— START Excerpt to read —
# Mahler - best recordings since 2000?



## apbsen (Jun 14, 2013)

What are "the best" Mahler recordings released in the past 10-15 years?

("Best" merely in the sense of notable, recommendable etc.)

Which Mahler recordings since the year 2000 can compete with the classic recordings of Klemperer, Kubelik, Walter, Bernstein etc.? 

Any tips and suggestions are highly appreciated!


----------



## Adam Weber (Apr 9, 2015)

I'll mention Fischer's 4th and Abbado's BPO 7th.


----------



## Pugg (Aug 8, 2014)

I like the Abbado with the Lucerne Festival Orchestra, alas most of then only on DVD


----------



## Rach Man (Aug 2, 2016)

Manfred Honeck took over as the music director of the Pittsburgh Symphony Orchestra in (I think) 2008. Since then, they have put out quite a few recordings. They are in the process of doing the Mahler cycle. So far, they have done 1,3,4,5. I have 1,3,4 and really like them. The orchestra is very solid and his direction is top notch, IMO. 

All of the recordings are done in SACD/Hybrid. So you can play these on a regular CD player. But you can also listen to them on an SACD player to get the full sound. The recordings are all done extremely well with exceptional sonics. Even on a regular CD player, the sound is superb. Maybe this is what you are looking for.


----------



## apbsen (Jun 14, 2013)

Pugg -- Yes, a shame (and odd!) that Abbado's acclaimed performance of the 9th with the Lucerne Festival Orchestra has only been released on DVD and not CD.


----------



## fleure (Nov 25, 2016)

3, 7, 9 - Michael Gielen with SWR Baden-Baden Freiburg on Hanssler. 

Gielen's Mahler cycle is strong. Apart from the 6th, you're unlikely going to find similar interpretations anywhere else. Gielen's interpretations are 20th century modernist, detached from the romantic Mahler idiom, and come off best with the compositions that are least romantic. I think he's 7th is among the best ever and his dark exploration of the 9th is probably up there too. His 3rd is no slouch, unafraid to take on the messiness and all embracing of its vulgarities. His 5th (lacks punch compared to the established giants) and 6th (unexpectedly traditional) are strong, but not recommendations in themselves. Avoid the rest.

No. 6 - Michael Tilton Thomas with San Francisco Symphony

Contextually staggering, recorded the three days following 9/11. The default setting is, expectedly, gloom. I don't know if it's the content that brings about this feeling or actual performance. I find it very hard as a listener to remove myself from the relationships between the interpreters' context and the composition. Though pushed, I wouldn't consider it a top pick, just a rather "contextually interesting" one.
— END Excerpt to read —
— START Data listing —
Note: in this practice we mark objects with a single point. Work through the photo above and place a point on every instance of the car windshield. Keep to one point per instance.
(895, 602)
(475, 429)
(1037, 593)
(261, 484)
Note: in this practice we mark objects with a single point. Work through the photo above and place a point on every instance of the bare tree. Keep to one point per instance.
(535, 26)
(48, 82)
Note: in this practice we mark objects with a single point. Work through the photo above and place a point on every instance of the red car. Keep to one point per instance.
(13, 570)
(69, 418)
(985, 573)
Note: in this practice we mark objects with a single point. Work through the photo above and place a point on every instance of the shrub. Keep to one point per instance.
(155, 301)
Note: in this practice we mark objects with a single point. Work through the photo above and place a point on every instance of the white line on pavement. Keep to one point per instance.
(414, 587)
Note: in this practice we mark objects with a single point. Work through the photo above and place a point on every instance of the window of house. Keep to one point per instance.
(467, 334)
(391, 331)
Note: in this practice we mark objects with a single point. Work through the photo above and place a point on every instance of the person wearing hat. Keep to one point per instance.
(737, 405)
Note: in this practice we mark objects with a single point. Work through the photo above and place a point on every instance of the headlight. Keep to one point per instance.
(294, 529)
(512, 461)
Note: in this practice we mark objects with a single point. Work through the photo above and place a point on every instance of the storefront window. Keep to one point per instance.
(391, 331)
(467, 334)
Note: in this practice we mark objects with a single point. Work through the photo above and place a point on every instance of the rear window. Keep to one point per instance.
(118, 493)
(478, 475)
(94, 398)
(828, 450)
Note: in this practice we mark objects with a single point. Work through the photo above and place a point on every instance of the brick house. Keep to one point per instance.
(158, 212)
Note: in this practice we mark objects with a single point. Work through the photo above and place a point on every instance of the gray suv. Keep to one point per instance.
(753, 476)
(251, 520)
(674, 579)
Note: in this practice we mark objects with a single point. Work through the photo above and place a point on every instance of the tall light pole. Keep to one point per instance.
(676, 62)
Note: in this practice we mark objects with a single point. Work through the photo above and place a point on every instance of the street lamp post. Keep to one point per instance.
— END Data listing —
Set problem A:
Return the passage of the Mahler recordings thread starting with "All of the recordings" and going on through "are looking for.".
Set problem B:
In the Mahler recordings thread, in what format are all of the Pittsburgh Symphony Orchestra's recordings under Manfred Honeck done?
Set problem C:
Continue the Mahler recordings thread from where it stops.
The lines are separate material and are not part of the Mahler recordings thread.

Final answer A:
All of the recordings are done in SACD/Hybrid. So you can play these on a regular CD player. But you can also listen to them on an SACD player to get the full sound. The recordings are all done extremely well with exceptional sonics. Even on a regular CD player, the sound is superb. Maybe this is what you are looking for.

Final answer B:
SACD/Hybrid.

Final answer C:
----------



## Azol (Jan 25, 2015)

apbsen said:


> Pugg -- Yes, a shame (and odd!) that Abbado's acclaimed performance of the 9th with the Lucerne Festival Orchestra has only been released on DVD and not CD.


Watch this DVD once and you will understand why releasing the CD version would be pointless.


----------



## amfortas (Jun 15, 2011)

fleure said:


> No. 6 - Michael Tilton Thomas with San Francisco Symphony
> 
> Contextually staggering, recorded the three days following 9/11. The default setting is, expectedly, gloom. I don't know if it's the content that brings about this feeling or actual performance. I find it very hard as a listener to remove myself from the relationships between the interpreters' context and the composition. Though pushed, I wouldn't consider it a top pick, just a rather "contextually interesting" one.


The Tilson Thomas 4th is excellent.


----------



## Pugg (Aug 8, 2014)

Azol said:


> Watch this DVD once and you will understand why releasing the CD version would be pointless.


I am still puzzled by your answer, don't you like it or do I read it wrong?


----------



## Azol (Jan 25, 2015)

Pugg said:


> I am still puzzled by your answer, don't you like it or do I read it wrong?


I believe it's one of the best M9 available. But the reason one should watch this performance instead of listening to audio track only is to experience what happens at the end of the Finale.


----------



## Pugg (Aug 8, 2014)

Azol said:


> I believe it's one of the best M9 available. But the reason one should watch this performance instead of listening to audio track only is to experience what happens at the end of the Finale.


Thanks for clearing this up, I total lee agree.
I had the fortune by recording the series myself from a music channel and put them on DVD.


----------



## Azol (Jan 25, 2015)

I have the Blu-ray version. It offers "conductor camera" as a bonus feature (you can choose to watch Abbado conducting for the whole duration of the performance).


----------



## crispi (Jun 14, 2018)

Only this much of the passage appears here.